Reproduce the material below word for word, beginning at the line that contains "Here's a bet: you won't be able to pinpoint the cyclist" and continuing through the line that contains "293 22 300 92", with both of those lines included.

---*---

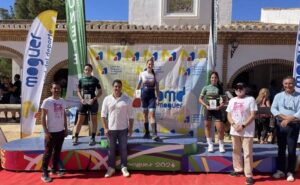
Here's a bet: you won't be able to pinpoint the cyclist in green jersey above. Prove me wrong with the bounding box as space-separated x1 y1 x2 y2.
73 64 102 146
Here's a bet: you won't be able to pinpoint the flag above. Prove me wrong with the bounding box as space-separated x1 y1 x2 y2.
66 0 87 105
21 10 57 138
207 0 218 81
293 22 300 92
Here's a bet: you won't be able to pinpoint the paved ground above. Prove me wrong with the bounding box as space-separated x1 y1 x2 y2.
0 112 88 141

---*---

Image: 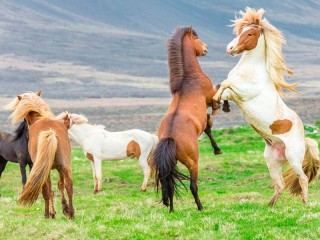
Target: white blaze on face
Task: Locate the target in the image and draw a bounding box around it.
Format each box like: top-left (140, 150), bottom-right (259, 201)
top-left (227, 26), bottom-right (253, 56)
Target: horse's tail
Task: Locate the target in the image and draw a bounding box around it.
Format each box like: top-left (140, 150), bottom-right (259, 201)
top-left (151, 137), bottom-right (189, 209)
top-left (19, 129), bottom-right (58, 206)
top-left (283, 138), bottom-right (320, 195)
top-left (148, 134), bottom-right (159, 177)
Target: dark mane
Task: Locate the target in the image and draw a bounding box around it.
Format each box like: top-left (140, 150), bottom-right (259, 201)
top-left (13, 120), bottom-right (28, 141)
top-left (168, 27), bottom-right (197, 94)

---*---

◆ **WORKED ANSWER**:
Here's a bet: you won't be able to pinpoint the cyclist in green jersey above. Prove me wrong with the bounding box as space-separated x1 y1 x2 y2.
73 64 102 146
Here's a bet: you won't be able to pinpoint the flag above. Prove me wrong with the bounding box as space-separated x1 y1 x2 y2.
66 0 87 105
21 10 57 138
207 0 218 81
293 22 300 92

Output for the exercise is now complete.